Work to complete:
a) In the passage on entertainment unions, how many members does IATSE say it has?
b) Reproduce the part of the passage on entertainment unions that opens with the words containing "The Writers Guilds, East" and closes with "basic health coverage.".
c) Write what follows the last sentence of the passage on entertainment unions.

(Beginning of Given text)

It’s that organized labor remains one of the only forces in this business capable of shaping what gets made, how it gets made, where it gets made, and increasingly, whether it gets made by actual people instead of a slurry of automation, accounting tricks, and executive wishcasting.
The numbers make the point pretty clearly. SAG-AFTRA says it represents about 160,000 performers and media professionals. IATSE says it has more than 170,000 members across the U.S. and Canada. The Directors Guild says it represents more than 19,500 directors and members of the directorial team.
The Writers Guilds, East and West, describe themselves as representing thousands more writers and media workers.
Add that up, and you are looking at a collective group that essentially controls the lives and livelihoods of a significant portion of entertainment professionals, both above and below the line.
This week, we’re going into labor, and taking a look at the impact and implications of unions on the entertainment and media industries. After all, we’re in the middle of the 2026 collective bargaining negotiation cycle, and there’s a lot happening. More importantly, there’s a lot not happening: production schedules, steady paychecks and, for many workers, basic health coverage.
So what does this mean for your career if you work in entertainment, media, or the significant (and messy) overlap in the Venn diagram of the industry?
If you’re a media or entertainment professional, here’s what you need to know.

(End of Given text)
(Beginning of Data listing)

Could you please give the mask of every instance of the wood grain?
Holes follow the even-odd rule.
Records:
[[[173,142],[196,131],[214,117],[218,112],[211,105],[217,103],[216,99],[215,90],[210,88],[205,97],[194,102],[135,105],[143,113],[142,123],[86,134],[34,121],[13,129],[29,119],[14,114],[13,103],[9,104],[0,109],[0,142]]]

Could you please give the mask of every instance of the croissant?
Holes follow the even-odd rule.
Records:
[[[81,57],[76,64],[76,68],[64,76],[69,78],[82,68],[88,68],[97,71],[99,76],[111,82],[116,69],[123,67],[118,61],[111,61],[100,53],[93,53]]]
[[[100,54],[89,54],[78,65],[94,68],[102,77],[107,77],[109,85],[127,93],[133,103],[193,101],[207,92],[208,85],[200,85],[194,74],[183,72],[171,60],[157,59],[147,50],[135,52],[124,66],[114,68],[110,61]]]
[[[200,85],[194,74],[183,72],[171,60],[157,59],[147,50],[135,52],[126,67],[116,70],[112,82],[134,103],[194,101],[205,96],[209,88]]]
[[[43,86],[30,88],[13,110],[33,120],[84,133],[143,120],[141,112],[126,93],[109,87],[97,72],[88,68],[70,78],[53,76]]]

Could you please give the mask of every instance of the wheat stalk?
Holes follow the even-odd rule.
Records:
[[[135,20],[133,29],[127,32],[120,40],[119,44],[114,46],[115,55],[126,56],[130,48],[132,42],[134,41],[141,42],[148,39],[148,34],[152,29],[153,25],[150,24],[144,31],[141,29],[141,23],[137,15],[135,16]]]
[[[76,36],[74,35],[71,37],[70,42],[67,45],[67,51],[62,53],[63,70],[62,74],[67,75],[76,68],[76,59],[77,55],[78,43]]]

(End of Data listing)

Answers in order:
a) More than 170,000 members across the U.S. and Canada.

b)
The Writers Guilds, East and West, describe themselves as representing thousands more writers and media workers.
Add that up, and you are looking at a collective group that essentially controls the lives and livelihoods of a significant portion of entertainment professionals, both above and below the line.
This week, we’re going into labor, and taking a look at the impact and implications of unions on the entertainment and media industries. After all, we’re in the middle of the 2026 collective bargaining negotiation cycle, and there’s a lot happening. More importantly, there’s a lot not happening: production schedules, steady paychecks and, for many workers, basic health coverage.

c)
1. Writers Reach Resolution Before Act 3
The Writers Guild and studios reached a tentative four-year deal after less than a month of negotiations, with the union’s health fund having lost an estimated $200 million in recent years.
Yeah. Two hundred million dollars. On health coverage. That’s almost as much as Peter Thiel’s plastic surgery bill.
The deal includes pension increases and extra compensation for streaming video on demand, plus AI protections around licensing and training. The sooner than expected resolution is likely due to the recent 2023 Writer’s Strike, the collective memory of which likely facilitated some compromises in collective bargaining.
Read more:Screenwriters union and Hollywood studios reach four-year tentative agreement (Associated Press)
What this means for your career:
If you’re a WGA-affiliated writer, the next four years should be predictable and free of any work stoppages – or displacement by AI, making it one of the few fields that, in the short term, is essentially impervious to the impact of this emerging technology.
The speed of the deal suggests that AMPTP wanted to lock in one of their more historically antagonistic signatories before turning to what will likely be an ugly, protracted period of negotiations with the actors.
Writers will see modest gains in residuals and health contributions, and four years of studio stability. The studios hedged against the future by locking in writers to a long term deal that is immune to inflation, industry trends, evolving business models and shifting audience demands.
For freelancers and non-guild members, however, it’s going to be even harder than before to break into the union, and into the big time – or cover out of pocket healthcare costs.
2. A Less Perfect Union: Staff V Signatories
In a surreal twist that sounds like an early Coen Brothers plot, the Writers Guild Staff Union formed their own picket line directly outside SAG-AFTRA headquarters – where the WGA members they represent were actively negotiating their new agreement.
They even went so far as to yell “scab!” and try to prevent members from entering the building, which might have inadvertently expedited talks to avert yet another WGA walkout by finally allowing members to experience life on the other side of the picket line (and the target of the same sort of vitriol spewed by WGA members during the last lockout).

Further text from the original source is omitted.